Please copy out, unchanged, the lines of the material from the line containing "target: man in blue shirt" through the line containing "Return the outline of every instance of the man in blue", including both of those lines.

--- BEGIN ---

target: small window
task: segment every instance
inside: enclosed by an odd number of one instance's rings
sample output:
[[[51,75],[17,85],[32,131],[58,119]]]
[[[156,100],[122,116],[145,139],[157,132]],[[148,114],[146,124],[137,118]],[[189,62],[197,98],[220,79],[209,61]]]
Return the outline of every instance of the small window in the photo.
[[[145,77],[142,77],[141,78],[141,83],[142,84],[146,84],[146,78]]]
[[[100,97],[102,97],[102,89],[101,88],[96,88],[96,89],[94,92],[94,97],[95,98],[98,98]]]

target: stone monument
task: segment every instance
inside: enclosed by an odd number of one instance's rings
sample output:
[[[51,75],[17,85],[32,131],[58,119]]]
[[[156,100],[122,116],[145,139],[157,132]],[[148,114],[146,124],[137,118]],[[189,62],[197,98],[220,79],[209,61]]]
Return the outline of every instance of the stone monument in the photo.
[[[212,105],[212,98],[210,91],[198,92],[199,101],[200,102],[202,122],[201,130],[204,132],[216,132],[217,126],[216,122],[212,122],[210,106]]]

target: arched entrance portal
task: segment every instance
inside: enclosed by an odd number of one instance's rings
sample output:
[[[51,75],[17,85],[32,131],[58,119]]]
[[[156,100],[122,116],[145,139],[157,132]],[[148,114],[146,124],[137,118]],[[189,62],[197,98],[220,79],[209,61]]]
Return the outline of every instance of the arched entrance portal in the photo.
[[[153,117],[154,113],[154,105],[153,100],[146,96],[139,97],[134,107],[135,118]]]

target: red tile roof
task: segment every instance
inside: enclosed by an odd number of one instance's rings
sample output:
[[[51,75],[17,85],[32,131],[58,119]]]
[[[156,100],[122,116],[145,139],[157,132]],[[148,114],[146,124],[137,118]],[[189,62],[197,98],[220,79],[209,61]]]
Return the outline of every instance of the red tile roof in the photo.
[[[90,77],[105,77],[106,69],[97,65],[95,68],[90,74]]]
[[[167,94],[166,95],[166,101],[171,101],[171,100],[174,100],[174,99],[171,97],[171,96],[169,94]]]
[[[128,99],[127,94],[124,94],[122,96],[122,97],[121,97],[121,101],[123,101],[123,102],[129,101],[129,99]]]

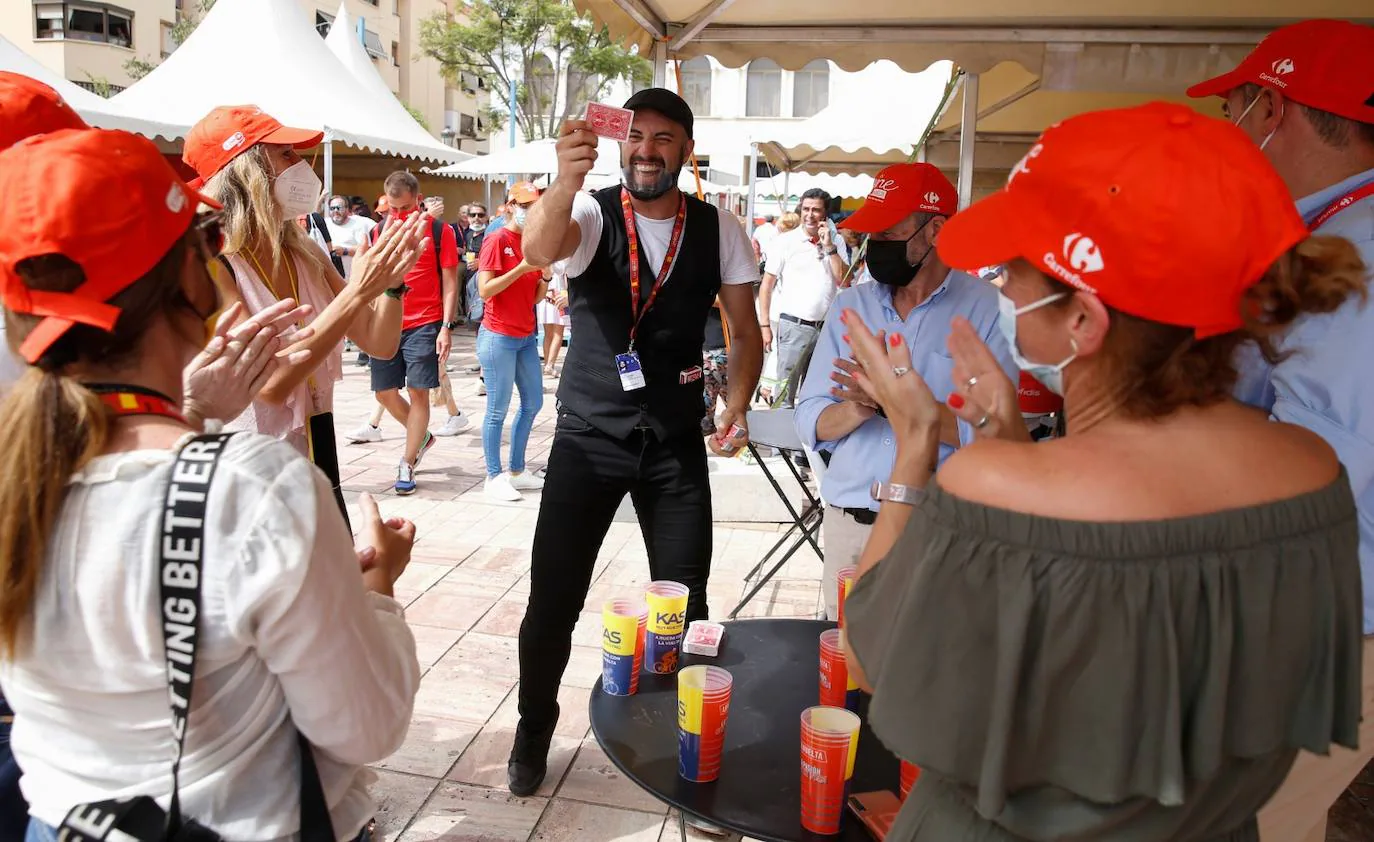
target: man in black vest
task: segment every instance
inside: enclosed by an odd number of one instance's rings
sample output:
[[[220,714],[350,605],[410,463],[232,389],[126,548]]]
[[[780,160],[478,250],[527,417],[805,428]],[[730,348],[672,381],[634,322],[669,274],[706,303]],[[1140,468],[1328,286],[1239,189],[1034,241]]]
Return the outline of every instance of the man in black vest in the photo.
[[[687,618],[706,617],[712,516],[701,352],[717,294],[732,339],[727,409],[708,437],[717,453],[738,452],[747,440],[745,413],[763,368],[749,236],[730,213],[677,190],[692,151],[691,109],[662,88],[640,91],[625,107],[635,120],[621,144],[624,185],[583,191],[596,135],[569,121],[558,140],[558,177],[525,223],[532,265],[566,261],[576,339],[558,389],[521,624],[521,721],[507,765],[517,795],[532,795],[544,780],[573,626],[627,493],[650,576],[687,585]],[[727,442],[734,426],[741,435]]]

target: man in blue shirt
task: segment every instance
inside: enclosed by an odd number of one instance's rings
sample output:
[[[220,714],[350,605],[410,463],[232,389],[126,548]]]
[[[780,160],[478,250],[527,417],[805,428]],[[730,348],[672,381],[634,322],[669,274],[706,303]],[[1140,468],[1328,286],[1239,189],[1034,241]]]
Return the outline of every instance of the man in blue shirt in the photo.
[[[1227,117],[1268,155],[1312,232],[1351,240],[1374,268],[1374,27],[1285,26],[1189,93],[1224,98]],[[1327,809],[1374,757],[1374,306],[1351,299],[1298,319],[1282,350],[1290,356],[1274,367],[1257,353],[1245,357],[1237,397],[1336,449],[1359,507],[1364,578],[1360,749],[1303,753],[1260,813],[1263,839],[1308,842],[1326,838]]]
[[[863,207],[842,223],[868,235],[866,261],[877,283],[841,290],[824,319],[816,350],[797,396],[797,434],[813,451],[829,451],[830,466],[820,483],[826,501],[822,525],[826,545],[822,591],[826,614],[838,610],[835,574],[857,562],[878,512],[872,483],[892,474],[896,442],[892,426],[861,394],[831,391],[831,374],[849,357],[840,312],[852,309],[872,331],[900,332],[911,348],[915,374],[936,398],[954,391],[954,359],[945,348],[949,324],[967,319],[992,349],[1007,376],[1018,372],[998,330],[998,293],[987,282],[951,272],[940,262],[936,240],[958,207],[949,180],[929,163],[897,163],[874,179]],[[973,430],[948,415],[940,459],[945,459]]]

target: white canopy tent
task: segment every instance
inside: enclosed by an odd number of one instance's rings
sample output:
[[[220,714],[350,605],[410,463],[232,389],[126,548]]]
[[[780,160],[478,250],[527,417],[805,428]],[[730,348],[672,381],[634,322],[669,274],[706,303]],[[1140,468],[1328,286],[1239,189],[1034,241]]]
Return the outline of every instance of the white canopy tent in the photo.
[[[111,102],[176,126],[168,140],[217,106],[256,104],[286,125],[323,130],[328,141],[420,161],[464,157],[415,122],[390,91],[383,96],[359,81],[304,8],[280,0],[218,0],[176,52]]]
[[[357,30],[353,29],[353,19],[348,14],[348,4],[339,0],[338,14],[334,15],[334,22],[330,25],[330,34],[324,38],[324,45],[328,47],[334,58],[339,60],[344,67],[359,81],[363,88],[367,89],[372,102],[379,110],[389,111],[390,118],[400,121],[415,122],[401,100],[396,99],[392,89],[386,85],[382,74],[376,71],[376,65],[367,55],[367,49],[363,48],[361,27],[363,21],[357,21]],[[453,155],[453,161],[467,161],[475,158],[471,152],[463,152],[459,150],[449,150]],[[324,157],[324,184],[333,184],[334,179],[334,157]]]
[[[798,124],[760,139],[758,152],[789,173],[875,173],[907,161],[930,125],[954,67],[937,62],[912,77],[892,62],[868,67],[881,99],[845,98]],[[881,102],[881,109],[872,103]],[[870,180],[871,181],[871,180]]]
[[[71,82],[58,73],[48,70],[38,59],[19,49],[4,36],[0,36],[0,70],[27,76],[48,85],[71,106],[82,120],[100,129],[120,129],[133,132],[144,137],[157,137],[173,132],[174,126],[155,120],[128,117],[109,99],[91,93],[81,85]]]
[[[1307,0],[1301,7],[1292,0],[574,3],[607,25],[617,40],[653,55],[657,84],[666,78],[669,58],[699,55],[732,67],[767,56],[791,70],[812,59],[830,59],[846,70],[889,59],[911,71],[952,60],[965,74],[960,109],[958,118],[947,115],[927,158],[938,165],[938,144],[958,137],[965,203],[973,188],[976,140],[1002,144],[1002,154],[1010,157],[1065,113],[1182,98],[1189,84],[1235,66],[1265,33],[1285,23],[1371,21],[1374,15],[1370,0]],[[980,84],[982,74],[988,74],[987,85]],[[1007,120],[1015,130],[989,132],[984,139],[984,120],[1014,106],[1024,115]]]

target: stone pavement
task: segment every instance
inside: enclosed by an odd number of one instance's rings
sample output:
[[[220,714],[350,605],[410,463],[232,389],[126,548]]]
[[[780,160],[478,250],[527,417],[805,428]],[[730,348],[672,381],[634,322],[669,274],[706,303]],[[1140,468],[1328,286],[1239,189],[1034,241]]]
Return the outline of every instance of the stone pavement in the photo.
[[[403,515],[418,526],[414,558],[396,595],[407,606],[426,672],[405,744],[376,765],[372,791],[381,804],[381,837],[389,842],[679,842],[676,817],[616,771],[587,718],[589,688],[600,670],[599,606],[611,596],[635,593],[649,578],[633,522],[613,523],[602,547],[573,636],[548,779],[533,798],[515,798],[506,790],[506,758],[517,722],[517,633],[529,593],[539,496],[526,493],[514,504],[482,496],[480,427],[486,398],[475,396],[477,375],[466,372],[475,364],[473,335],[459,331],[453,345],[453,391],[473,427],[438,440],[416,474],[419,490],[409,497],[392,492],[403,438],[392,418],[382,422],[382,442],[344,444],[342,435],[372,411],[367,369],[353,365],[353,354],[346,354],[344,383],[335,390],[350,508],[359,492],[371,492],[383,516]],[[545,378],[544,408],[529,444],[532,470],[543,467],[548,455],[555,387],[556,380]],[[514,398],[507,424],[517,405]],[[445,418],[447,411],[434,408],[431,427]],[[757,508],[758,500],[775,503],[757,467],[712,459],[712,468],[717,521],[709,596],[714,614],[724,615],[742,595],[745,573],[783,526],[739,522],[739,511]],[[786,516],[780,505],[775,511]],[[730,512],[731,522],[719,512]],[[356,508],[350,515],[356,523]],[[822,608],[819,580],[820,560],[809,549],[798,552],[742,615],[815,617]],[[691,838],[708,839],[695,832]]]

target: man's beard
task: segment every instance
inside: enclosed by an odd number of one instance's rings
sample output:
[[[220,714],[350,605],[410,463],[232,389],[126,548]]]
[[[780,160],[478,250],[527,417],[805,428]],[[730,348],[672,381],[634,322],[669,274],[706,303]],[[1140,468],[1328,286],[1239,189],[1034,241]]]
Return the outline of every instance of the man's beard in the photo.
[[[662,172],[658,173],[658,179],[653,184],[643,187],[639,183],[639,176],[635,173],[636,163],[657,163],[662,166]],[[682,172],[682,166],[675,170],[669,170],[666,163],[662,161],[646,161],[639,158],[631,159],[631,162],[621,169],[621,180],[625,183],[625,190],[629,191],[629,195],[635,196],[640,202],[653,202],[677,185],[677,176]]]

--- END ---

## Response for this exercise
target: man in blue shirt
task: segment every instance
inside: enclosed by an odd number of one instance's rings
sample output:
[[[220,714],[350,605],[410,463],[232,389],[126,548]]]
[[[780,160],[478,250],[527,417],[805,428]],[[730,348],[672,381],[634,322],[669,274],[706,303]],[[1140,468],[1328,286],[1239,189],[1034,241]]]
Return the outline of every instance of the man in blue shirt in the photo.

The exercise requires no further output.